*Written task 1:* Echo the Tuffley passage below word for word, starting with "In 1891 the" and going on through "on Grange Road.".

*Text segment:*
Tuffley is a suburb in the city of Gloucester and one of the fifteen wards of the English city of Gloucester. The ward, which is non-parished and situated near Robinswood Hill toward the south of the city, has services including schools, shops and a park.

Origins
Tuffley is a suburb of Gloucester, in the county of Gloucestershire. Recorded as Tuffley, Tufley, Tufly, Tuffel, Tuffill and possibly others, this suburb was once a village mentioned in the Domesday Book of 1086 as 'Tuffelege', which suggests a meaning of Tuffa's farm, with Tuffa being an Anglo-Saxon personal name. To this was added the suffix 'leah,' meaning a fenced enclosure or farm.

In 1891 the parish had a population of 872. On 9 November 1900 the parish was abolished and became part of Gloucester, Whaddon and Quedgeley.

In 1900, Lower Tuffley was moved into the parish of Quedgeley.

Religion
Four local churches have a base in Tuffley: St George's (Church of England) is on Grange Road, Lower Tuffley and St Barnabas (Church of England) is on Stroud Road. The tower of St Barnabas is a local landmark. English Martyrs (Roman Catholic) is on Tuffley Lane and the Grange Baptist Church (Baptist) is also on Grange Road.

*Entries provided:*

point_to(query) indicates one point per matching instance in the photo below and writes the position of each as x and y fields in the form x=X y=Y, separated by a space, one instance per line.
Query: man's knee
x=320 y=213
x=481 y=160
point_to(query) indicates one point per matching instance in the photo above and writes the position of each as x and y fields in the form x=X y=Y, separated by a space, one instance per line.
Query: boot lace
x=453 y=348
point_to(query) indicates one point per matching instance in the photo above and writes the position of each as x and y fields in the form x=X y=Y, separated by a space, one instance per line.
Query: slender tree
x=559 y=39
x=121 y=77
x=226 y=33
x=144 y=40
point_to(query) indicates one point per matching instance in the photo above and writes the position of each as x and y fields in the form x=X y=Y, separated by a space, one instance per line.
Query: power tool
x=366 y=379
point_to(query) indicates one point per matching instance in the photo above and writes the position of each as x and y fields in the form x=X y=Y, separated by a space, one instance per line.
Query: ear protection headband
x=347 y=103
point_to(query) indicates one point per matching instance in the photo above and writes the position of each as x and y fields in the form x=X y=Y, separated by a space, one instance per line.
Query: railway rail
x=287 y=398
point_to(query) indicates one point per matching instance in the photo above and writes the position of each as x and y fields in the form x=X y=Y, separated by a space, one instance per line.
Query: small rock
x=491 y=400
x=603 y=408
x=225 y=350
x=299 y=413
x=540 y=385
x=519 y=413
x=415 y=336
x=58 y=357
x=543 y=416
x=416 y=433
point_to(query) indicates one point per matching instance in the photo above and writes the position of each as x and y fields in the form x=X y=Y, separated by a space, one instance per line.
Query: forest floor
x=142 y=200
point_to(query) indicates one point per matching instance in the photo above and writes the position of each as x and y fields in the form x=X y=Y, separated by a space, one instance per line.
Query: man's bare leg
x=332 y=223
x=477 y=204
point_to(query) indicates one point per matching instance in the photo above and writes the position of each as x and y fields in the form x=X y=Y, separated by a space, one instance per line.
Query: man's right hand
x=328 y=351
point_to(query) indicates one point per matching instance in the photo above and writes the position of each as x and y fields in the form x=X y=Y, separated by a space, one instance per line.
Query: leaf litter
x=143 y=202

*Written task 2:* Duplicate the entries above without changes, starting with the first line and going on through the line with "x=347 y=103".

*Final result 1:*
In 1891 the parish had a population of 872. On 9 November 1900 the parish was abolished and became part of Gloucester, Whaddon and Quedgeley.

In 1900, Lower Tuffley was moved into the parish of Quedgeley.

Religion
Four local churches have a base in Tuffley: St George's (Church of England) is on Grange Road, Lower Tuffley and St Barnabas (Church of England) is on Stroud Road. The tower of St Barnabas is a local landmark. English Martyrs (Roman Catholic) is on Tuffley Lane and the Grange Baptist Church (Baptist) is also on Grange Road.

*Final result 2:*
point_to(query) indicates one point per matching instance in the photo below and writes the position of each as x and y fields in the form x=X y=Y, separated by a space, one instance per line.
Query: man's knee
x=320 y=213
x=481 y=160
point_to(query) indicates one point per matching instance in the photo above and writes the position of each as x and y fields in the form x=X y=Y, separated by a space, one instance per line.
Query: boot lace
x=453 y=348
point_to(query) indicates one point per matching instance in the photo above and writes the position of each as x and y fields in the form x=X y=Y, separated by a space, one instance per line.
Query: slender tree
x=559 y=39
x=121 y=77
x=226 y=33
x=144 y=40
point_to(query) indicates one point per matching instance in the photo above and writes the position of each as x and y fields in the form x=X y=Y, separated by a space, one instance per line.
Query: power tool
x=366 y=379
point_to(query) indicates one point per matching instance in the photo above and writes the position of each as x and y fields in the form x=X y=Y, separated by a space, one instance per line.
Query: ear protection headband
x=347 y=103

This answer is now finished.